## Task directions:
Can you lay out every line of the records below as a numbered list, skipping blank lines and leaving out the pictures?

## Data records:
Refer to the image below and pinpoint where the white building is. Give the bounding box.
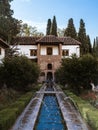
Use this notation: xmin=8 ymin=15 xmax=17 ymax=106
xmin=12 ymin=35 xmax=81 ymax=81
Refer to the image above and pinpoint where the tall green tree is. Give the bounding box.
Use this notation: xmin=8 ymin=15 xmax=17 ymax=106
xmin=0 ymin=56 xmax=40 ymax=91
xmin=64 ymin=18 xmax=77 ymax=39
xmin=55 ymin=54 xmax=98 ymax=94
xmin=17 ymin=23 xmax=44 ymax=36
xmin=0 ymin=0 xmax=20 ymax=42
xmin=78 ymin=19 xmax=88 ymax=55
xmin=86 ymin=35 xmax=92 ymax=53
xmin=51 ymin=16 xmax=57 ymax=36
xmin=93 ymin=37 xmax=98 ymax=57
xmin=46 ymin=19 xmax=51 ymax=35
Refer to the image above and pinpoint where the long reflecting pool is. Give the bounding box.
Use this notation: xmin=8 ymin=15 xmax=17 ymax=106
xmin=35 ymin=95 xmax=66 ymax=130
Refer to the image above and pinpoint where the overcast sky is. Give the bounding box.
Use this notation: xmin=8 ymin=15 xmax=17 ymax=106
xmin=11 ymin=0 xmax=98 ymax=42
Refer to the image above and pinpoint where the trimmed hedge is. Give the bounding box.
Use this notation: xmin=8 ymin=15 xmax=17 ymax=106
xmin=0 ymin=92 xmax=33 ymax=130
xmin=64 ymin=90 xmax=98 ymax=130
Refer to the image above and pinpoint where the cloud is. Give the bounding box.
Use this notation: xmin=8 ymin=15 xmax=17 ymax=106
xmin=23 ymin=20 xmax=47 ymax=33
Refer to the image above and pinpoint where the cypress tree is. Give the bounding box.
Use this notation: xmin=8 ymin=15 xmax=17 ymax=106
xmin=86 ymin=35 xmax=92 ymax=53
xmin=93 ymin=37 xmax=98 ymax=57
xmin=46 ymin=19 xmax=51 ymax=35
xmin=78 ymin=19 xmax=87 ymax=55
xmin=64 ymin=18 xmax=77 ymax=39
xmin=93 ymin=38 xmax=96 ymax=54
xmin=51 ymin=16 xmax=57 ymax=36
xmin=0 ymin=0 xmax=20 ymax=42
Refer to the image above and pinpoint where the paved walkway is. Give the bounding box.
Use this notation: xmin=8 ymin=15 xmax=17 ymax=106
xmin=11 ymin=84 xmax=89 ymax=130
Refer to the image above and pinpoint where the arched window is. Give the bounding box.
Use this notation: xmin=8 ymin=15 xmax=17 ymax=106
xmin=40 ymin=72 xmax=45 ymax=76
xmin=47 ymin=47 xmax=52 ymax=55
xmin=47 ymin=64 xmax=52 ymax=70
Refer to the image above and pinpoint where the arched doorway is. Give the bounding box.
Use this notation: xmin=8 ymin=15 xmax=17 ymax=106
xmin=47 ymin=72 xmax=53 ymax=80
xmin=47 ymin=64 xmax=52 ymax=70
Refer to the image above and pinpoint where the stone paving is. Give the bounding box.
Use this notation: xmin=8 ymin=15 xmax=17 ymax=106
xmin=11 ymin=84 xmax=89 ymax=130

## Answer to this task:
1. Refer to the image below and pinpoint where the white building is. Give the bounding box.
2. Use this notation: xmin=8 ymin=15 xmax=17 ymax=106
3. xmin=12 ymin=35 xmax=81 ymax=81
4. Refer to the image above and pinpoint where the tall green tree is. Give the bounding box.
5. Use this notation: xmin=8 ymin=15 xmax=17 ymax=106
6. xmin=0 ymin=56 xmax=40 ymax=91
7. xmin=64 ymin=18 xmax=77 ymax=39
8. xmin=55 ymin=54 xmax=98 ymax=94
9. xmin=17 ymin=23 xmax=44 ymax=36
10. xmin=0 ymin=0 xmax=20 ymax=42
11. xmin=78 ymin=19 xmax=88 ymax=55
12. xmin=86 ymin=35 xmax=92 ymax=53
13. xmin=51 ymin=16 xmax=57 ymax=36
14. xmin=93 ymin=37 xmax=98 ymax=57
15. xmin=46 ymin=19 xmax=51 ymax=35
16. Refer to the image above and pinpoint where the long reflecting pool is. Give the bounding box.
17. Use this notation: xmin=8 ymin=15 xmax=17 ymax=106
18. xmin=35 ymin=95 xmax=66 ymax=130
19. Refer to the image above and pinpoint where the overcast sky is. Give the bounding box.
20. Use this notation: xmin=8 ymin=15 xmax=17 ymax=106
21. xmin=11 ymin=0 xmax=98 ymax=42
22. Refer to the image above and pinpoint where the trimmed hedge is. Give the bounding box.
23. Use this notation: xmin=8 ymin=15 xmax=17 ymax=106
24. xmin=0 ymin=92 xmax=33 ymax=130
25. xmin=64 ymin=90 xmax=98 ymax=130
26. Refer to the image above and pinpoint where the cloud is. Give the bounding box.
27. Use this notation: xmin=8 ymin=15 xmax=17 ymax=106
28. xmin=23 ymin=20 xmax=47 ymax=33
29. Refer to the image above and pinpoint where the cypress tree is. Give the bounding box.
30. Use this notation: xmin=8 ymin=15 xmax=17 ymax=106
31. xmin=86 ymin=35 xmax=92 ymax=53
32. xmin=93 ymin=37 xmax=98 ymax=57
33. xmin=46 ymin=19 xmax=51 ymax=35
34. xmin=78 ymin=19 xmax=87 ymax=55
35. xmin=64 ymin=18 xmax=77 ymax=39
36. xmin=93 ymin=38 xmax=96 ymax=54
37. xmin=51 ymin=16 xmax=57 ymax=36
38. xmin=0 ymin=0 xmax=20 ymax=42
39. Refer to the image above and pinpoint where the paved walkway is. Give the bounding box.
40. Use this notation: xmin=8 ymin=15 xmax=17 ymax=106
41. xmin=11 ymin=84 xmax=89 ymax=130
42. Refer to the image above and pinpoint where the arched window is. Give the bounding box.
43. Use this notation: xmin=8 ymin=15 xmax=17 ymax=106
44. xmin=40 ymin=72 xmax=45 ymax=76
45. xmin=47 ymin=47 xmax=52 ymax=55
46. xmin=47 ymin=64 xmax=52 ymax=70
47. Refer to the image above and pinpoint where the arched doorway is. Give the bounding box.
48. Use this notation: xmin=8 ymin=15 xmax=17 ymax=106
49. xmin=47 ymin=72 xmax=53 ymax=80
50. xmin=47 ymin=64 xmax=52 ymax=70
51. Refer to the image above and pinpoint where the stone paving is. Give the bounding box.
52. Use this notation: xmin=8 ymin=15 xmax=17 ymax=106
53. xmin=11 ymin=84 xmax=89 ymax=130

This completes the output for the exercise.